DOCUMENT SECTION:
“I hope I have contributed in some small way” : Peter Grav reflects on a twenty-year-long career at the Graduate Centre for Academic Communication

Peter Grav has spent the last twenty years of his career teaching graduate students how to advance and refine their arguments – in writing. Now those two decades of teaching and mentoring are coming to a close as he retires from the School of Graduate Studies.

As an Associate Professor (teaching stream) and full-time faculty member at the Graduate Centre for Academic Communication (GCAC), Peter has taught hundreds of students how to plan, structure, write, and revise research articles, grant proposals, and oral presentations. He’s had an unconventional road into the academy, having pursued a career as an electronics salesman before attending university in his mid-thirties. But persuasion and patience, gained from that first profession, have come in handy. “By the time students enter graduate study, they’re expected to know writing in a variety of genres and argumentation at a sophisticated level,” says Peter. “But it takes time to learn those skills, especially if English is your second, third, or even fourth language.”

“I feel like I made a difference,” he says of his time at the GCAC, where he started as a teaching assistant in 2001. “It was tangible. Ultimately, what I’m proudest of is helping people who are doing extremely important work. I hope I have contributed in some small way to the dissemination of all the brilliant research that goes on at U of T – be it in Engineering, Art History, or Epidemiology.”

Over the course of his decades-long career, Grav has been responsible for some of the GCAC’s most popular courses and curricular innovations. “Understanding the Research Article,” a course he created early on in his tenure, continues to be a mainstay of the GCAC’s offerings. In fall 2021, the Centre’s symposium for international graduate students, which Grav has co-taught for a number of years with his long-time colleague Rachael Cayley, had 198 registrants. And for many years now he has run the popular “Research Article Bootcamp,” a two-day opportunity that offers graduate students blocks of dedicated time to do the one thing they really need to do – write.

PROVIDED MATERIAL:
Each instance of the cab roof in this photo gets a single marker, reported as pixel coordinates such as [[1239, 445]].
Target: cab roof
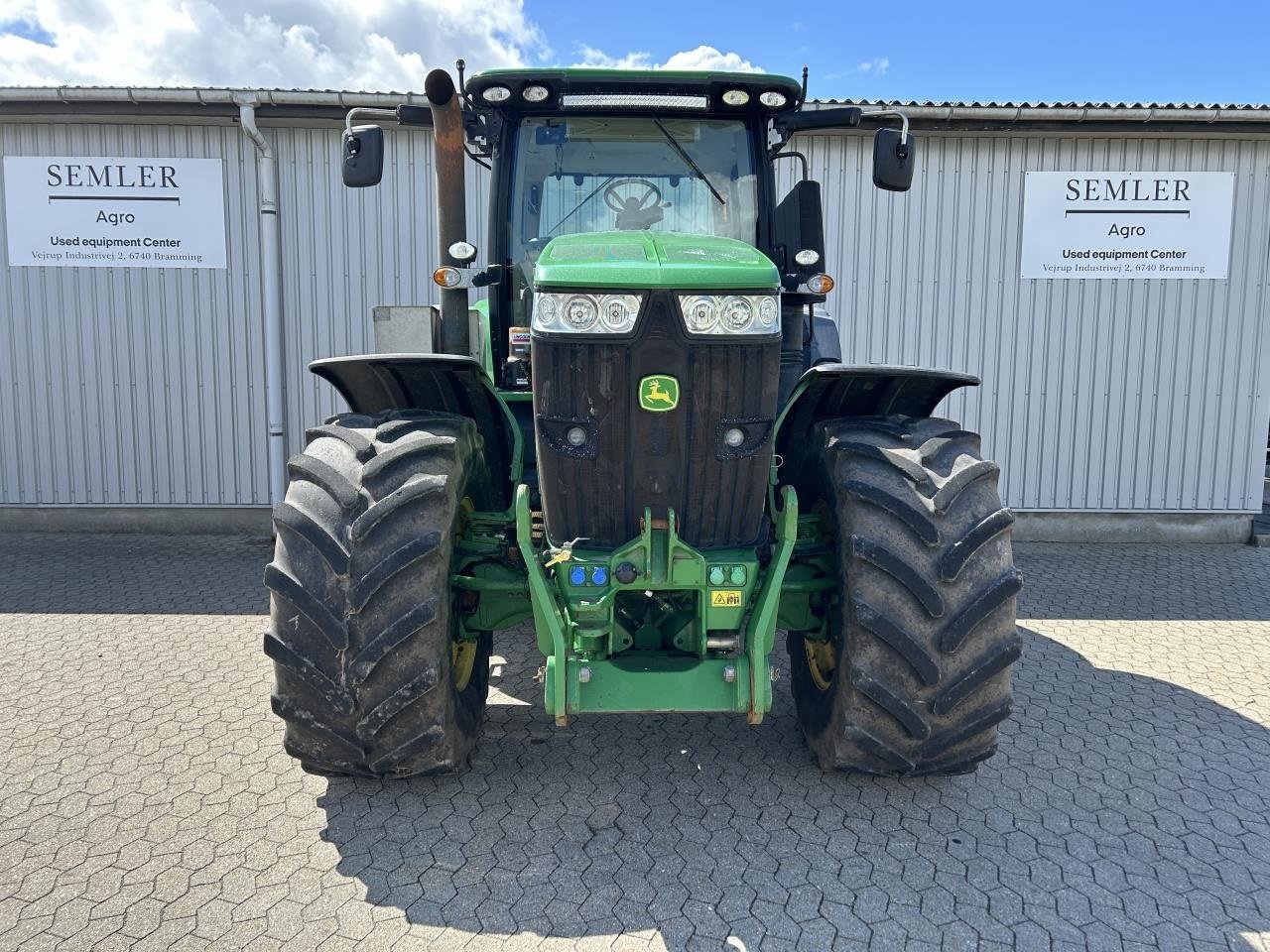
--
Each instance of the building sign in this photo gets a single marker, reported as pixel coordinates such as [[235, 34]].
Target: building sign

TASK SET:
1. Copy out the part of the Peter Grav profile that begins at "Over the course" and stops after "do – write.", swapping "symposium" for "workshop".
2. Summarize the Peter Grav profile in two sentences.
3. Based on the Peter Grav profile, answer yes or no to each statement and quote the words that decide it: (a) Grav began at the GCAC as a teaching assistant in 2001. (b) Grav went to university right after finishing high school. (c) The "Research Article Bootcamp" runs for two days.
The listing has no connection to the Peter Grav profile.

RESULTS FOR EACH TASK:
1.
Over the course of his decades-long career, Grav has been responsible for some of the GCAC’s most popular courses and curricular innovations. “Understanding the Research Article,” a course he created early on in his tenure, continues to be a mainstay of the GCAC’s offerings. In fall 2021, the Centre’s workshop for international graduate students, which Grav has co-taught for a number of years with his long-time colleague Rachael Cayley, had 198 registrants. And for many years now he has run the popular “Research Article Bootcamp,” a two-day opportunity that offers graduate students blocks of dedicated time to do the one thing they really need to do – write.

2. Peter Grav is retiring from the School of Graduate Studies after twenty years at the Graduate Centre for Academic Communication, where he taught graduate students to plan, structure, write, and revise research articles, grant proposals, and oral presentations. He came to the academy after a career as an electronics salesman, and he created or ran some of the Centre's most popular offerings, including "Understanding the Research Article" and the "Research Article Bootcamp."

3.
(a) Yes: "where he started as a teaching assistant in 2001"
(b) No: "having pursued a career as an electronics salesman before attending university in his mid-thirties"
(c) Yes: "a two-day opportunity that offers graduate students blocks of dedicated time"